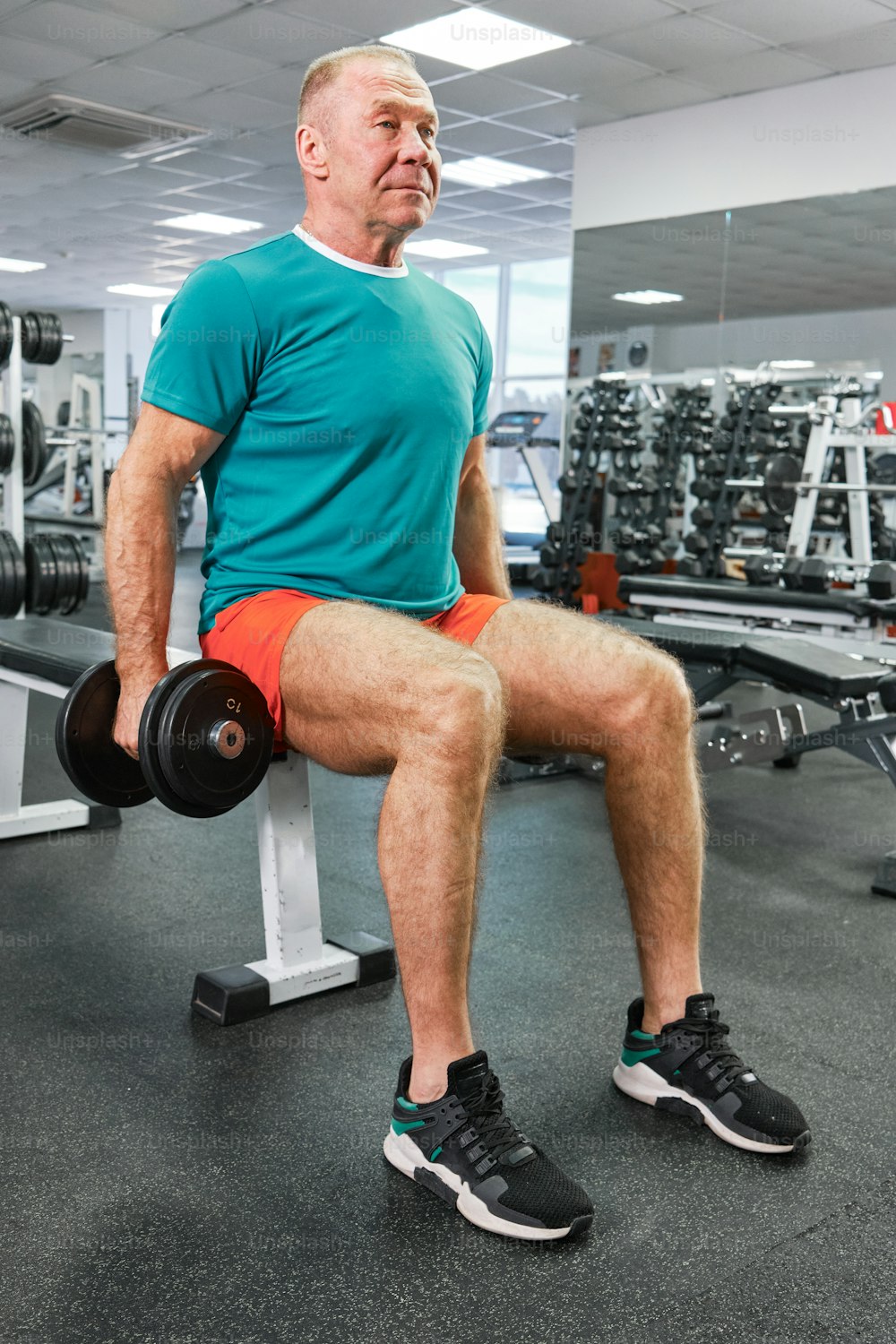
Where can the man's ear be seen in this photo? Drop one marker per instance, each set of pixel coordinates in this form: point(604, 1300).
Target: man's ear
point(312, 152)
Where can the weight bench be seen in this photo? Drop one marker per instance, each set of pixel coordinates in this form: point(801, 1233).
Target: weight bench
point(861, 693)
point(837, 613)
point(48, 656)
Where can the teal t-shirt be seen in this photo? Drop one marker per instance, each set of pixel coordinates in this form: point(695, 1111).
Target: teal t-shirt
point(349, 395)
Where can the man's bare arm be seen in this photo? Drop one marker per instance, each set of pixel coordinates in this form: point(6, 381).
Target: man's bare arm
point(478, 546)
point(142, 527)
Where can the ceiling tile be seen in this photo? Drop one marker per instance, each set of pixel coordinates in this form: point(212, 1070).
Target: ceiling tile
point(273, 35)
point(587, 70)
point(487, 137)
point(564, 117)
point(681, 40)
point(168, 13)
point(371, 18)
point(484, 94)
point(38, 62)
point(759, 70)
point(657, 94)
point(69, 26)
point(185, 56)
point(857, 50)
point(796, 22)
point(583, 19)
point(128, 86)
point(226, 109)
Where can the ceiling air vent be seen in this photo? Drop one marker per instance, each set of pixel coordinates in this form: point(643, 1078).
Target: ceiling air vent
point(62, 120)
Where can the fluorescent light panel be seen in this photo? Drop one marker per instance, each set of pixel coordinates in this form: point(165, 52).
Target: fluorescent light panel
point(482, 171)
point(21, 266)
point(648, 296)
point(140, 290)
point(476, 39)
point(444, 249)
point(211, 223)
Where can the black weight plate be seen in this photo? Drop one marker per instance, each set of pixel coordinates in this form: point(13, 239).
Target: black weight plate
point(34, 459)
point(81, 575)
point(167, 715)
point(66, 574)
point(40, 569)
point(191, 765)
point(5, 335)
point(7, 444)
point(53, 343)
point(89, 755)
point(30, 338)
point(150, 744)
point(7, 578)
point(19, 572)
point(780, 472)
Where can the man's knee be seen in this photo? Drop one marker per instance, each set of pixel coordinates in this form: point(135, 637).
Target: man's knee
point(665, 699)
point(463, 706)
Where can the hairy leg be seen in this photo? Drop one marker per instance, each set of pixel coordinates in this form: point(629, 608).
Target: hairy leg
point(575, 685)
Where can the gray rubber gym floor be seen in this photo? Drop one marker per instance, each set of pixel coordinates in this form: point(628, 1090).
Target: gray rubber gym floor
point(168, 1182)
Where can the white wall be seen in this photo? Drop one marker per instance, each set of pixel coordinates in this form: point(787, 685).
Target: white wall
point(866, 335)
point(823, 137)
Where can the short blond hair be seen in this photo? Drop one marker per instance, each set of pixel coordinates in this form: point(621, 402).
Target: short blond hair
point(323, 74)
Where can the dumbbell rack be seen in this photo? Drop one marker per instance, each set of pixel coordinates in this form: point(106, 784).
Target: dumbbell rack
point(13, 480)
point(47, 572)
point(684, 426)
point(716, 476)
point(605, 424)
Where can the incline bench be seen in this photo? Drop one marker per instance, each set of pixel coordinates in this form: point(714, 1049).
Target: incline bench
point(48, 656)
point(861, 693)
point(836, 613)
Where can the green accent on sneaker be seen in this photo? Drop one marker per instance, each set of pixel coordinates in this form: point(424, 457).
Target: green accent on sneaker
point(401, 1126)
point(634, 1056)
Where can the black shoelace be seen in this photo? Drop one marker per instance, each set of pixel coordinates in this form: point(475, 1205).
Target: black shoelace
point(712, 1035)
point(485, 1107)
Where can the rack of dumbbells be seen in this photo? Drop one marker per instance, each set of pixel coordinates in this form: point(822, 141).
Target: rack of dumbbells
point(745, 435)
point(603, 422)
point(684, 426)
point(46, 572)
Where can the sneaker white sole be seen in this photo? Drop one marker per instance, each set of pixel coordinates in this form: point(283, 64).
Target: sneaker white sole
point(645, 1085)
point(403, 1153)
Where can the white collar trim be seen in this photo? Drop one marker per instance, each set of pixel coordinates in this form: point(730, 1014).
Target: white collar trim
point(341, 260)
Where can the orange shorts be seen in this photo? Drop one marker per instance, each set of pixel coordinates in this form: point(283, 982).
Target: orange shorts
point(253, 634)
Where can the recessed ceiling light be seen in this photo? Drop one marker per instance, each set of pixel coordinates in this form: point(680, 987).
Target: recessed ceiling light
point(476, 39)
point(22, 266)
point(211, 223)
point(648, 296)
point(482, 171)
point(140, 290)
point(444, 249)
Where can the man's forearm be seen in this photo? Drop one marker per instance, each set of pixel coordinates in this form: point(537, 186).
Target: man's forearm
point(140, 564)
point(478, 547)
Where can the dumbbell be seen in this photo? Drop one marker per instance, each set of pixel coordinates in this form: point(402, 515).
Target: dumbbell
point(767, 567)
point(206, 739)
point(817, 574)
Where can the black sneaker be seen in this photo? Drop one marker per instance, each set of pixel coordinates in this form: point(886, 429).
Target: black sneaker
point(468, 1150)
point(689, 1069)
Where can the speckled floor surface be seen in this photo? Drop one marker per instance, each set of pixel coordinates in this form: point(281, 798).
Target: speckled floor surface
point(166, 1182)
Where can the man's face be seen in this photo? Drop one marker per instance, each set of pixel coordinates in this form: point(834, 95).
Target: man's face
point(382, 156)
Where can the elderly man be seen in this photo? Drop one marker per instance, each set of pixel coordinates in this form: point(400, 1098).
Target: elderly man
point(335, 401)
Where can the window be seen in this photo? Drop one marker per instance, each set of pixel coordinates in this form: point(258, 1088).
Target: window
point(479, 287)
point(538, 316)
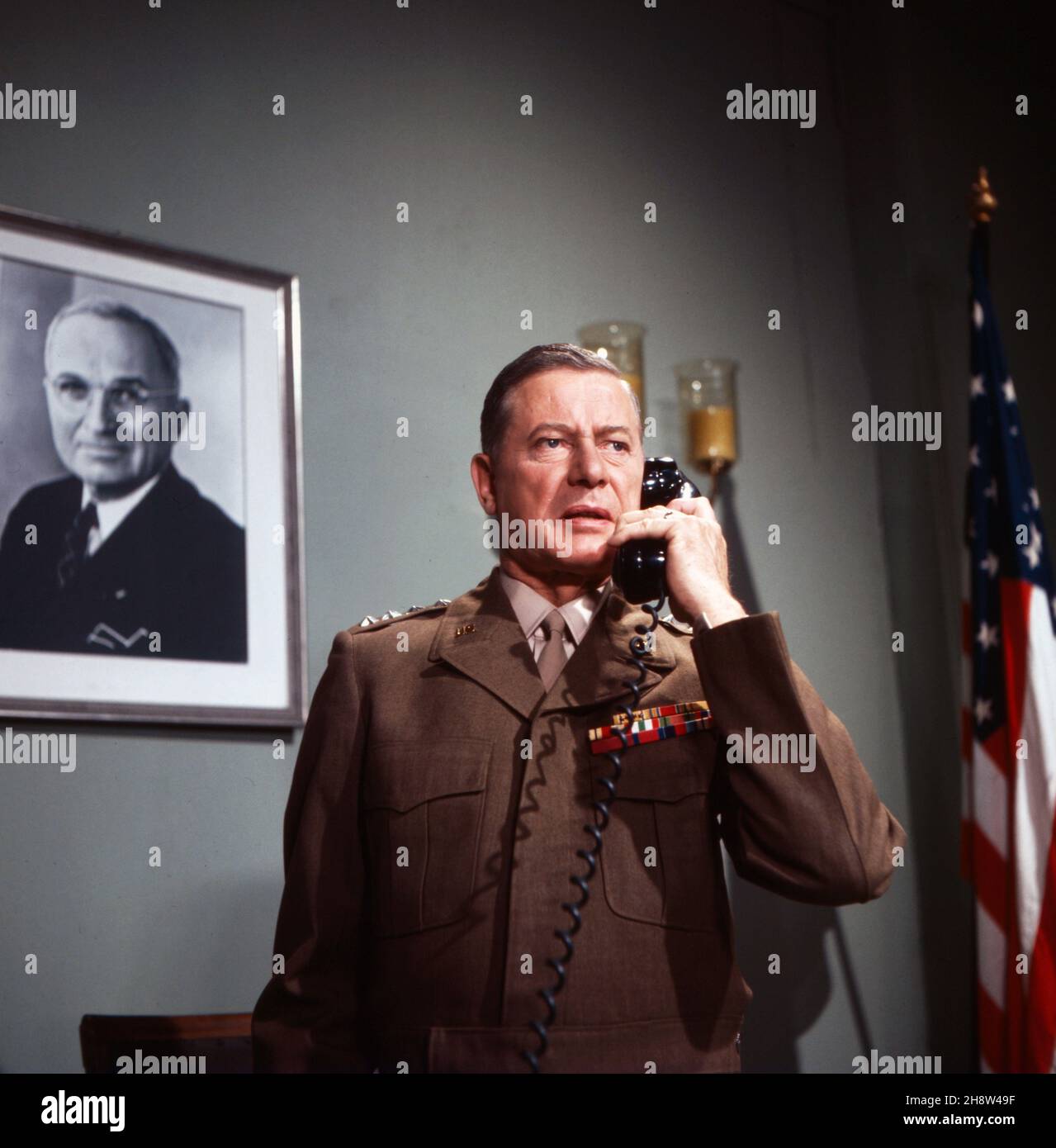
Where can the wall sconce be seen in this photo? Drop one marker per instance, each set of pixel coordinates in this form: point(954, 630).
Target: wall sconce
point(619, 341)
point(708, 394)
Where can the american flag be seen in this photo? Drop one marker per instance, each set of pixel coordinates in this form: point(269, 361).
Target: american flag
point(1009, 723)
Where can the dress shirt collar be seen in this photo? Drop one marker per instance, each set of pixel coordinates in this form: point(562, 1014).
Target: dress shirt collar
point(111, 512)
point(532, 608)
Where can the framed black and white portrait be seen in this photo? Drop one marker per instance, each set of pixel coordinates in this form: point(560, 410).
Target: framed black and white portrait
point(150, 561)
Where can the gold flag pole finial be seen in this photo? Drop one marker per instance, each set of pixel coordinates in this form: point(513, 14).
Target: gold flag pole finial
point(983, 200)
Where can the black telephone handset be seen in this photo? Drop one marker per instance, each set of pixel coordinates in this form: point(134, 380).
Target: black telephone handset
point(638, 568)
point(637, 573)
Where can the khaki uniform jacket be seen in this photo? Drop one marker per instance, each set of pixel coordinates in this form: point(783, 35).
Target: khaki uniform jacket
point(436, 807)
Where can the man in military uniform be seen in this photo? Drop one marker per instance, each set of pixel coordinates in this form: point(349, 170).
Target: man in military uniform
point(446, 777)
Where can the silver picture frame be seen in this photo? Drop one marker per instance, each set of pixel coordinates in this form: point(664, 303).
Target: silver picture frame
point(262, 415)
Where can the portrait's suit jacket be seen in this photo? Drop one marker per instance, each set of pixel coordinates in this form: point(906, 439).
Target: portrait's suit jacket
point(175, 566)
point(427, 851)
____
Please write out every entry above word for word, leaving out the pictures.

Where can the man's ear be seen in this photo? Drop one marker per instance, each set of pixel coordinates in this form: point(604, 1300).
Target: man's ear
point(312, 152)
Where can the weight bench be seen in this photo? Drop one marker per instance, each set of pixel coordinates in this form: point(801, 1233).
Target: weight bench
point(861, 693)
point(837, 613)
point(48, 656)
Where can the teal t-shirt be seen in this photo? Drop one marker per instance, each set of pixel coordinates in this form: point(695, 1111).
Target: teal t-shirt
point(349, 395)
Where can the man's bare arm be seen in this photo? Drop one marker per instance, each set of pixel coordinates in this form: point(6, 381).
Target: man's bare arm
point(478, 546)
point(142, 527)
Where can the ceiling tile be seen in this photo? Drop one marker per instance, each set of pixel coordinates in this form: point(212, 1070).
Target: ceiling tile
point(273, 35)
point(587, 70)
point(487, 137)
point(564, 117)
point(681, 40)
point(168, 13)
point(371, 18)
point(484, 94)
point(38, 62)
point(759, 70)
point(657, 94)
point(69, 26)
point(185, 56)
point(857, 50)
point(796, 22)
point(583, 19)
point(128, 86)
point(226, 109)
Where can the ceiling air vent be seen in this photo? Drop one marker per instance, each set of pixel coordinates in this form: point(643, 1078).
Target: ceiling air vent
point(62, 120)
Where can the fluorescent light panel be seen in this photo? Drop one marker per instance, each set of pixel coordinates in this form: point(165, 52).
Target: fluorescent light panel
point(482, 171)
point(21, 266)
point(648, 296)
point(140, 290)
point(476, 39)
point(444, 249)
point(211, 223)
Where can the black weight plate be seen in this photo? Drop one marker per instance, each set of pixel coordinates in this form: point(13, 239).
Target: black weight plate
point(34, 459)
point(81, 575)
point(167, 715)
point(66, 574)
point(40, 569)
point(191, 765)
point(5, 335)
point(7, 444)
point(53, 343)
point(89, 755)
point(30, 338)
point(150, 744)
point(7, 578)
point(19, 572)
point(780, 472)
Where can the man's knee be seen in this photo? Drop one marker per instance, each set of pixel coordinates in this form: point(135, 637).
Target: man's knee
point(665, 699)
point(463, 706)
Where can the hairy leg be seen in this photo? Drop one marker per instance, each set of pixel coordinates in this form: point(629, 608).
Target: hairy leg
point(575, 685)
Where can the gray rubber gym floor be seen in this photo? Drop one marker per instance, each set of pixel coordinates in this form: point(628, 1090).
Target: gray rubber gym floor
point(168, 1182)
Where can the white wall be seen in this photo? Drop one marker per instance, each set of pixel coordinates in this form: point(787, 685).
Target: white wall
point(866, 335)
point(823, 137)
Where can the short blond hair be seen in this photo? Drop one marker per instance, each set of pixel coordinates in this form: point(621, 402).
Target: short blond hair
point(323, 74)
Where can the dumbbell rack be seen in this photo? Drop one marker per instance, each set of pixel coordinates in this form: point(106, 784).
Target: dumbbell rack
point(13, 480)
point(47, 572)
point(684, 426)
point(716, 476)
point(605, 424)
Where can the incline bench be seen in this photo? Drop one marker per instance, each set of pixel coordinates in this form: point(714, 1049).
Target: incline bench
point(48, 656)
point(861, 693)
point(836, 613)
Where can the green accent on sneaker be seen in this photo? Drop one marker per instance, each set of pixel coordinates in this form: point(424, 457).
Target: green accent on sneaker
point(401, 1126)
point(634, 1056)
Where can the black shoelace be seen in this photo? Drop one marker per instance, each set of pixel coordinates in this form: point(475, 1205).
Target: black shoelace
point(712, 1035)
point(485, 1107)
Where can the rack of dumbbells be seen in this photo? Drop one marker per instance, each set of pixel coordinates in this form: point(822, 141).
Target: rack of dumbbells
point(745, 435)
point(603, 422)
point(684, 426)
point(46, 572)
Where can the sneaker white sole be seen in this photo? Drop one marker per instance, each set of pixel coordinates in this form: point(283, 64).
Target: sneaker white sole
point(645, 1085)
point(403, 1153)
Where can the white collar trim be seen in this photo? Drop one marker per instance, each set of pixel coordinates in this form: point(730, 1014).
Target: white collar trim
point(341, 260)
Where can the orange shorts be seen in this photo? Drop one marker per instance, each set of pixel coordinates in this form: point(283, 982).
Target: orange shorts
point(253, 634)
Where can the recessed ceiling light be seen in this photo? Drop one marker per instance, each set of pixel coordinates in this form: point(680, 987).
Target: recessed ceiling light
point(476, 39)
point(22, 266)
point(211, 223)
point(648, 296)
point(482, 171)
point(140, 290)
point(444, 249)
Where can the man's forearm be seen in this photo? Drop one marker per instance, each set of pixel coordinates in this form: point(537, 186).
Target: man's forearm
point(140, 564)
point(478, 547)
Where can the dumbbell be seen in this photo? Drop one marker per instance, each set of pixel coordinates in this form: point(402, 515).
Target: dumbbell
point(767, 567)
point(206, 739)
point(817, 574)
Where can the black sneaker be seen in this photo? Drop one marker per instance, each set of pixel coordinates in this form: point(886, 429).
Target: black sneaker
point(468, 1150)
point(689, 1069)
Where can the speckled floor surface be seen in this photo? Drop one marker per instance, each set of pixel coordinates in this form: point(281, 798).
Target: speckled floor surface
point(166, 1182)
Where can the man's face be seen in this photo? Drop one marker per instance, each set of pixel coordinates in this form: point(834, 95).
Target: man's face
point(382, 156)
Where can the elderly man be seen in this photo? Drop one marker per instance, each set of pixel coordinates in this form: point(400, 1098).
Target: elderly man
point(335, 401)
Where can the window be seen in this photo? Drop one marker per instance, each set of pixel coordinates in this form: point(258, 1088).
Target: window
point(479, 287)
point(538, 316)
Where can the wall sconce be seen in this photo? Drop one marker per instance, each set of pixel coordinates in this form: point(954, 630).
Target: wall sconce
point(619, 341)
point(708, 394)
Where can the american flag be seen in this photo? Drop one marker per instance, each set of pixel coordinates in this form: point(269, 361).
Target: american flag
point(1009, 723)
Where can the dress shirt collar be seen in this photo? Drop one marker per instance, each set of pixel coordinates in this form: point(562, 1014).
Target: dress shirt collar
point(111, 512)
point(532, 608)
Where can the framed black and white portrait be seen in this photo? Drop one marker per instance, each set of pixel coordinates in this form: point(560, 410).
Target: framed black and white portrait
point(150, 561)
Where can the gold flag pole finial be seen in this photo? Drop one marker per instance, each set of pixel coordinates in this form: point(513, 14).
Target: gold flag pole finial
point(983, 200)
Where can the black telephone handset be seen in this photo? Drop one marker per instance, each set of pixel coordinates in this form: point(134, 380).
Target: black telephone handset
point(638, 568)
point(637, 573)
Where can the khaki uniform jacket be seen in this photo? Drop one marker per instance, each set of pixel coordinates in this form: point(783, 35).
Target: khaki uniform jacket
point(436, 807)
Where can the man in military uniform be seen in this photo? Drop one marker per instance, each set of pixel coordinates in this form: point(349, 170).
Target: man in military uniform
point(446, 777)
Where can the silver picture frame be seen in this photo? Drop one marker per instance, each set of pixel coordinates in this form: point(664, 303).
Target: silver picture frame
point(262, 415)
Where can the portrait's suit jacket be seen in this photo? Drop one marker per instance, each set of pixel coordinates in this form: point(906, 439).
Target: portrait's suit jacket
point(175, 566)
point(427, 851)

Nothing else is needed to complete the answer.